**Passage**
********

Skip to content
This repository has been archived by the owner on Oct 31, 2023. It is now read-only.

How to use AR? #48

Open
GuoPingPan opened this issue Mar 21, 2023 · 3 comments
Open

How to use AR? #48

GuoPingPan opened this issue Mar 21, 2023 · 3 comments

Comments

@GuoPingPan
Copy link

If I want to use Anticipation Reward(AR), should I set reward_type = map_accuracy ?
But I found it wasn't set in
https://github.com/facebookresearch/OccupancyAnticipation/blob/aea6a2c0d9/configs/exploration/gibson_train_w_ar.yaml

@srama2512
Copy link
Contributor

@GuoPingPan - It is set in the baseline config, not the task config.

# Uncomment this for anticipation reward
# reward_type: "map_accuracy"

@GuoPingPan
Copy link
Author

Thanks you so much! But I got another question which have the multi-gpu trainning failed. Have you ever meet the error:

Process ForkServerProcess-74:
Traceback (most recent call last):
  File "/home/yzc1/miniconda3/envs/occ/lib/python3.8/multiprocessing/process.py", line 315, in _bootstrap
    self.run()

********

**Task details**
Pick up the thread about using the anticipation reward right after its last line and carry it forward.

**Data excerpt**
********

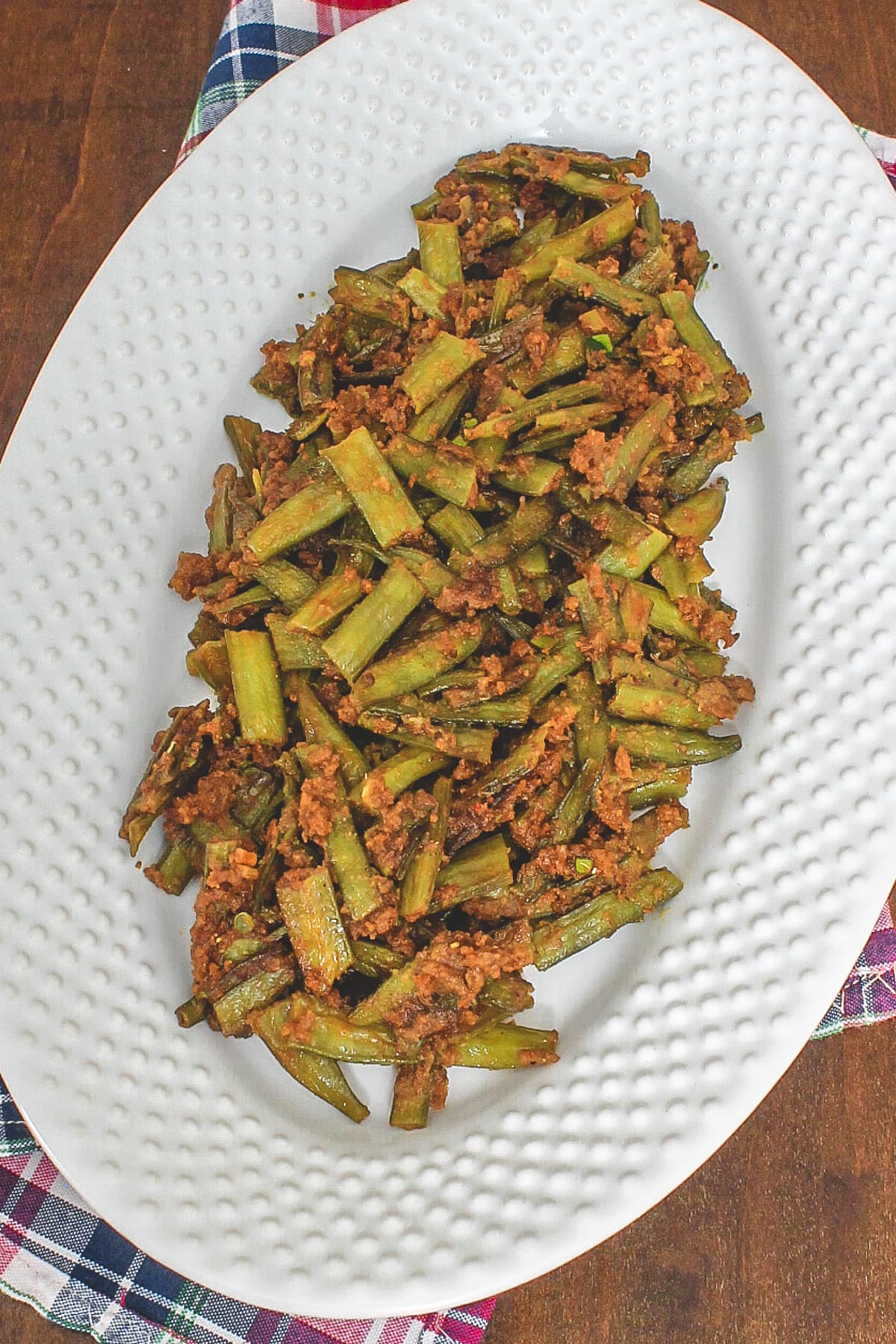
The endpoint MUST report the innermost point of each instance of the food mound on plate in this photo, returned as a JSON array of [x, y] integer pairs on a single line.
[[457, 626]]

********

**Result of this exercise**
  File "/home/yzc1/miniconda3/envs/occ/lib/python3.8/multiprocessing/process.py", line 108, in run
    self._target(*self._args, **self._kwargs)
  File "/home/yzc1/workspace/OccAnt/occant_baselines/supervised/map_update.py", line 325, in map_update_worker
    losses = map_update_fn(ps_args)
  File "/home/yzc1/workspace/OccAnt/occant_baselines/supervised/map_update.py", line 219, in map_update_fn
    mapper_outputs = mapper(mapper_inputs, method_name="predict_deltas")
  File "/home/yzc1/miniconda3/envs/occ/lib/python3.8/site-packages/torch/nn/modules/module.py", line 1110, in _call_impl
    return forward_call(*input, **kwargs)
  File "/home/yzc1/miniconda3/envs/occ/lib/python3.8/site-packages/torch/nn/parallel/data_parallel.py", line 168, in forward
    outputs = self.parallel_apply(replicas, inputs, kwargs)
  File "/home/yzc1/miniconda3/envs/occ/lib/python3.8/site-packages/torch/nn/parallel/data_parallel.py", line 178, in parallel_apply
    return parallel_apply(replicas, inputs, kwargs, self.device_ids[:len(replicas)])
  File "/home/yzc1/miniconda3/envs/occ/lib/python3.8/site-packages/torch/nn/parallel/parallel_apply.py", line 86, in parallel_apply
    output.reraise()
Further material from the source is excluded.